** start ENTRIES **

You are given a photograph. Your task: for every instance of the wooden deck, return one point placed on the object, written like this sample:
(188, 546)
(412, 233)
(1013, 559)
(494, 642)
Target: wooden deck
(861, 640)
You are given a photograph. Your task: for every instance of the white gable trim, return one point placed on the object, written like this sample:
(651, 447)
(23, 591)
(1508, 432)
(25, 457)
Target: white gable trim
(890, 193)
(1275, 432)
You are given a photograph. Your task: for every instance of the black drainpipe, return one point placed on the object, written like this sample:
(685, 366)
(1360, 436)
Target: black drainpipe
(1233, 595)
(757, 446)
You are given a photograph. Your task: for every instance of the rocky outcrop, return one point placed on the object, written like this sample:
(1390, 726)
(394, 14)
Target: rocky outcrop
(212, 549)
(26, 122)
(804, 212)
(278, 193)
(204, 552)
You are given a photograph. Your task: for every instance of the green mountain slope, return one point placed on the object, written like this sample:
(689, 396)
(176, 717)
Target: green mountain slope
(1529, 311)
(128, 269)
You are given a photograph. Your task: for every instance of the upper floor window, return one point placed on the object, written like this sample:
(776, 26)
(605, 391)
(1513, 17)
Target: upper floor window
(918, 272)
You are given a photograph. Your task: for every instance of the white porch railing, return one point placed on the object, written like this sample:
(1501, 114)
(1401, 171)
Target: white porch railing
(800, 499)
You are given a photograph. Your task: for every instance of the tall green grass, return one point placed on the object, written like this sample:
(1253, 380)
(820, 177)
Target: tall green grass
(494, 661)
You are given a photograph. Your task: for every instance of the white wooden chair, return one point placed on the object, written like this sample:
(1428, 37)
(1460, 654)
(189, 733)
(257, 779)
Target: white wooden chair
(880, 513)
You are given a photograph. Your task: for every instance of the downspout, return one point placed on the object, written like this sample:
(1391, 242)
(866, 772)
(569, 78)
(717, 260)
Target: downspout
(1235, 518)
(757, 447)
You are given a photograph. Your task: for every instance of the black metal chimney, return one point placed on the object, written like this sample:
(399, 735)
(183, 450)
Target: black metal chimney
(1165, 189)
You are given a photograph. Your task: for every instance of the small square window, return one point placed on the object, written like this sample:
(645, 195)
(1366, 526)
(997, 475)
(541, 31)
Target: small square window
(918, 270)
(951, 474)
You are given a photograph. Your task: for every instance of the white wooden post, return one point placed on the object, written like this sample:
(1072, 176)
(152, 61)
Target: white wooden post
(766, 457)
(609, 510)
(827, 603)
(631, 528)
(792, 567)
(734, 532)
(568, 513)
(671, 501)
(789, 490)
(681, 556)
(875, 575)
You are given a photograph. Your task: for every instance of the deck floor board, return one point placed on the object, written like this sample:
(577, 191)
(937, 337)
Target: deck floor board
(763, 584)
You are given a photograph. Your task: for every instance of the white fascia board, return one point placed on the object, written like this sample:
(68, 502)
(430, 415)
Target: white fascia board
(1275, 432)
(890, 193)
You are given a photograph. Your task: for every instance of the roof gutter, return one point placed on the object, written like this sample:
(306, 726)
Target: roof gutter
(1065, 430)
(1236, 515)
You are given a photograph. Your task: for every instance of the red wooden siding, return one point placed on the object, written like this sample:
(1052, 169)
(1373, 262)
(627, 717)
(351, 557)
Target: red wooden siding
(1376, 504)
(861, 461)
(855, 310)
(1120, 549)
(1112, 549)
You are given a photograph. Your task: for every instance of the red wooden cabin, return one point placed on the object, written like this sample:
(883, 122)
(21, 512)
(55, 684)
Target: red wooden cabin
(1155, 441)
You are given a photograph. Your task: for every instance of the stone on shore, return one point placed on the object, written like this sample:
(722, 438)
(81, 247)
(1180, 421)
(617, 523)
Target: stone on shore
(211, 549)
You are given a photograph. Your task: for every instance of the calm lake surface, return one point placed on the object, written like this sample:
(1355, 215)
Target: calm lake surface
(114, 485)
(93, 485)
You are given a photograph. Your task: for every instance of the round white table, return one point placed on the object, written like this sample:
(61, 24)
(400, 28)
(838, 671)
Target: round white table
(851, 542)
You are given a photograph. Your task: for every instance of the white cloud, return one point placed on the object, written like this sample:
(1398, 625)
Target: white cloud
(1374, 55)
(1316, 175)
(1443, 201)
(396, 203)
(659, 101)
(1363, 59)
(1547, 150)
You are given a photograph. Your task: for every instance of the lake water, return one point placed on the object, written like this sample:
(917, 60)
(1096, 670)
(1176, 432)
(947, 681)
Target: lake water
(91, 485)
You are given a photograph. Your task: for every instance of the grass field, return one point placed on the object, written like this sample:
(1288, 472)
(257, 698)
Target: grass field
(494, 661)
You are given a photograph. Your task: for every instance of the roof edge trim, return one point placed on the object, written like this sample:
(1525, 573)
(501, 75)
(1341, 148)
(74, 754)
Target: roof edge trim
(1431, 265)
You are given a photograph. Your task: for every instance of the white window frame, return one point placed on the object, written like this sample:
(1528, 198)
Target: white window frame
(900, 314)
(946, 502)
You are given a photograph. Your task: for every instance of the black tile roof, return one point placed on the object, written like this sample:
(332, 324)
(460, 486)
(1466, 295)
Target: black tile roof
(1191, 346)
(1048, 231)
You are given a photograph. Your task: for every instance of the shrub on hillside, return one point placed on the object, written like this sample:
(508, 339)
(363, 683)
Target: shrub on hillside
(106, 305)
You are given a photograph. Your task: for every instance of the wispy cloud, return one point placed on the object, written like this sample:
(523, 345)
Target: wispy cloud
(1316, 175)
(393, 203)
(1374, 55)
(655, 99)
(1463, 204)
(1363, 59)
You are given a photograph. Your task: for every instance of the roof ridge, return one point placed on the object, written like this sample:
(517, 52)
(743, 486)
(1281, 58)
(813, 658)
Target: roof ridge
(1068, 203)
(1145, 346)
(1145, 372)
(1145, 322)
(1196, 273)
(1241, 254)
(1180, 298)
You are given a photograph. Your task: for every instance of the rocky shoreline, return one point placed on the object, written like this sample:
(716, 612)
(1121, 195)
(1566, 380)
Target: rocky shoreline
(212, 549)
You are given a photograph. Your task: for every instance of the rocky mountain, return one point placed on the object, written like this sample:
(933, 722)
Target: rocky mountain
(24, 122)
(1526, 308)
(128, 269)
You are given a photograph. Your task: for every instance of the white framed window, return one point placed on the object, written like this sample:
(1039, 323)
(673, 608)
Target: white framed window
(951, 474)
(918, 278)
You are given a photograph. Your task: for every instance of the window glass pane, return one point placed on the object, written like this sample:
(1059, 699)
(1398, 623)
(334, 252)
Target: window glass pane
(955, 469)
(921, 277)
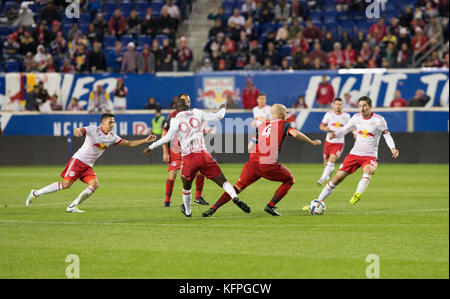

** end ENTRIES **

**PROBLEM TO WORK ON**
Find each line in the records above that contains the string "calm", matching case exactly, and copy those lines out in full.

**RESPONSE FOR THIS EXERCISE**
You are given a photograph. Your task: for every instance of the calm lake surface, return one point placed on the object, written like this sample:
Target: calm lake surface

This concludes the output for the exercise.